Task prompt> Output the records exactly, and drop each picture.

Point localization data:
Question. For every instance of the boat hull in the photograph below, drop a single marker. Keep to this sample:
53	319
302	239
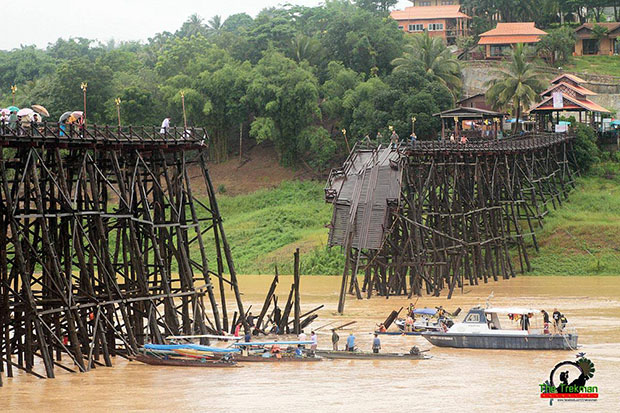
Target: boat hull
503	342
179	362
283	359
352	355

Result>
Question. For every instance of the boat hull in the photograph below, drop a single marker. Keep to this sample:
53	319
302	239
Target: boat hull
503	342
179	362
283	359
352	355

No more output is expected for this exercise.